(Natural-language object grounding data)
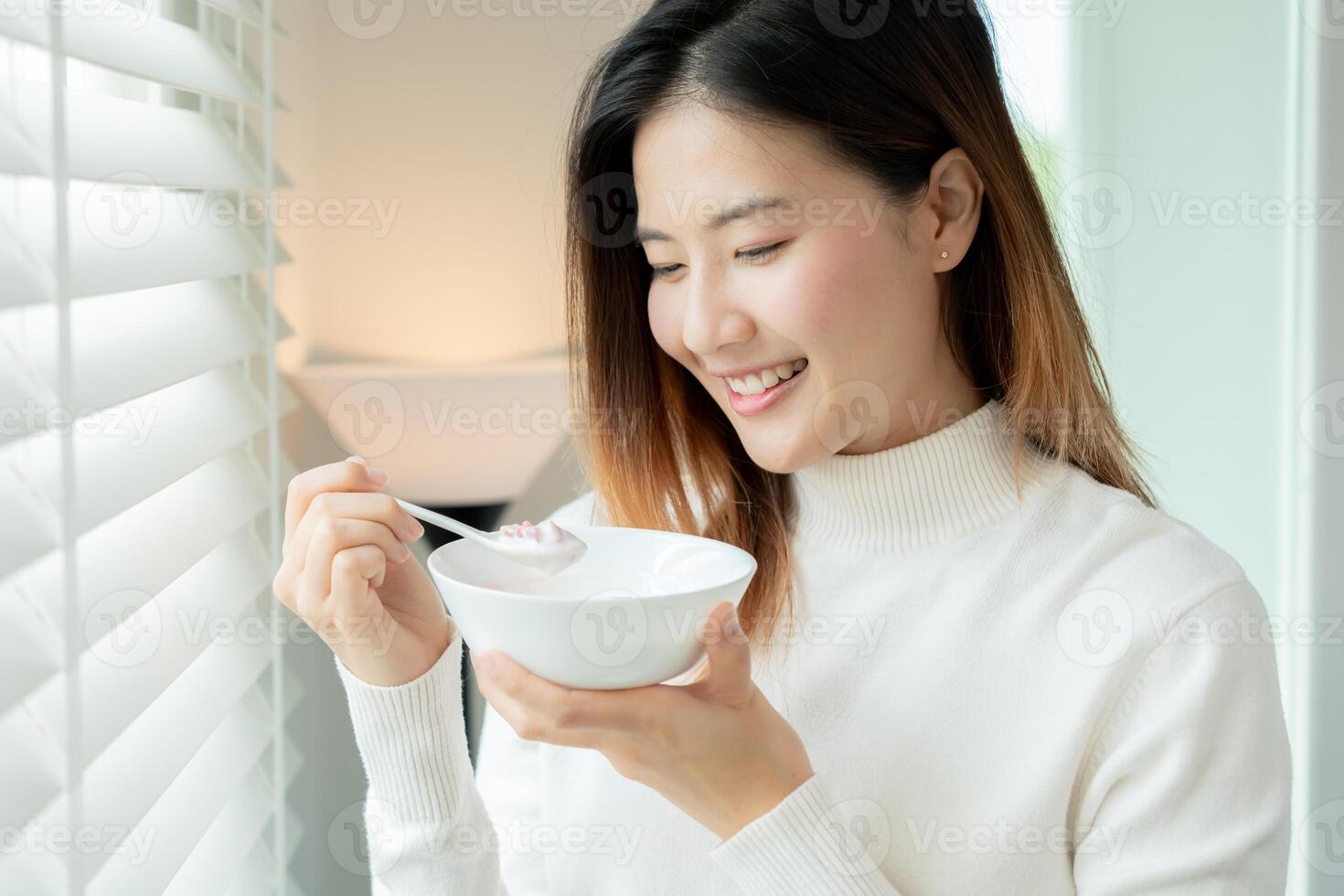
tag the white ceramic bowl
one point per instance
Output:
(625, 615)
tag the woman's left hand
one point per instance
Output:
(717, 749)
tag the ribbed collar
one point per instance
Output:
(938, 486)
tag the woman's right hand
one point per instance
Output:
(349, 575)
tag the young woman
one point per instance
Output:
(818, 308)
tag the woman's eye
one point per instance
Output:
(761, 251)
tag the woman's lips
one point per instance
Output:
(763, 402)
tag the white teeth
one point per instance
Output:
(761, 380)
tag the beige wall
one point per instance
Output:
(451, 121)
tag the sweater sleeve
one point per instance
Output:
(811, 845)
(428, 829)
(1187, 787)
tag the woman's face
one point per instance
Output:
(816, 295)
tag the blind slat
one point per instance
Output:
(136, 449)
(200, 792)
(112, 559)
(129, 344)
(136, 42)
(125, 142)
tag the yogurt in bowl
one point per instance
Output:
(624, 615)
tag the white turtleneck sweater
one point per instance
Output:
(1027, 695)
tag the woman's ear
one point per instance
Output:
(952, 208)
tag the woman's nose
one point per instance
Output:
(712, 320)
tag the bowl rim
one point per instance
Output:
(434, 560)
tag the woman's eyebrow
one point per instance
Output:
(737, 209)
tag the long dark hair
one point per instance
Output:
(886, 94)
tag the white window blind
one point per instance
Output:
(143, 693)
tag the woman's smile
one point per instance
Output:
(758, 392)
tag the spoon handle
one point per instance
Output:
(443, 521)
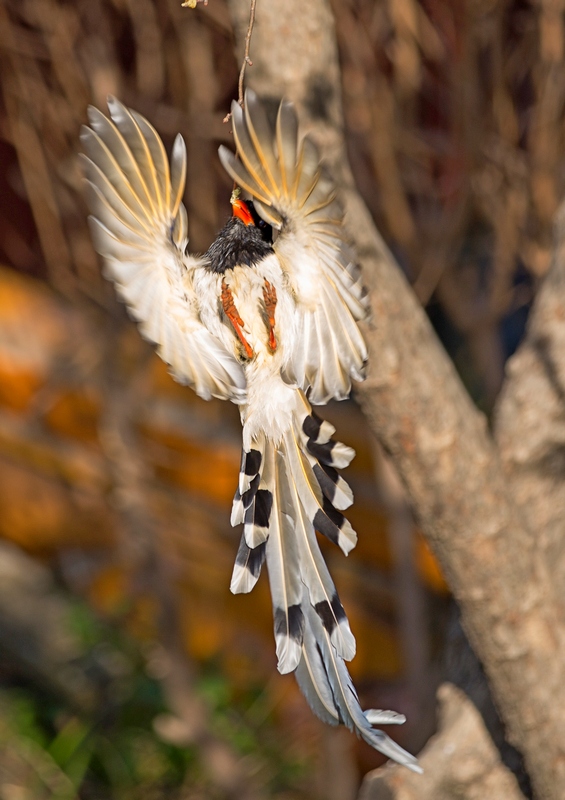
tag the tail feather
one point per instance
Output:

Your task =
Locate "tag the woman's lips" in the entries above. Copy, exactly and only, the lines from that line to the end, leaving out the pictures.

Response =
tag the woman's lips
one point per instance
Output:
(763, 402)
tag the white teeth
one point per instance
Output:
(761, 380)
tag the beige wall
one point per instance
Output:
(451, 121)
tag the sweater sleeve
one point per instance
Output:
(811, 845)
(428, 829)
(1187, 787)
tag the woman's face
one point per instance
Output:
(816, 295)
tag the blind slat
one point per instance
Output:
(136, 449)
(200, 792)
(112, 559)
(129, 344)
(136, 42)
(125, 142)
tag the yogurt in bowl
one point per instance
Output:
(624, 615)
tag the white turtleneck sweater
one point per instance
Output:
(1027, 695)
tag the woman's ear
one point per instance
Output:
(952, 208)
tag the woman's nose
one point per instance
Output:
(712, 320)
tag the bowl rim
one point per instance
Output:
(434, 560)
tag the woman's eyebrow
one point per instance
Output:
(737, 209)
tag the long dark hair
one point per instance
Output:
(886, 94)
tag the white window blind
one point per instance
Output:
(143, 693)
tag the woman's smile
one point per instance
Output:
(758, 392)
tag the spoon handle
one point per instance
Output:
(443, 521)
tag the tail feather
one point per instance
Output:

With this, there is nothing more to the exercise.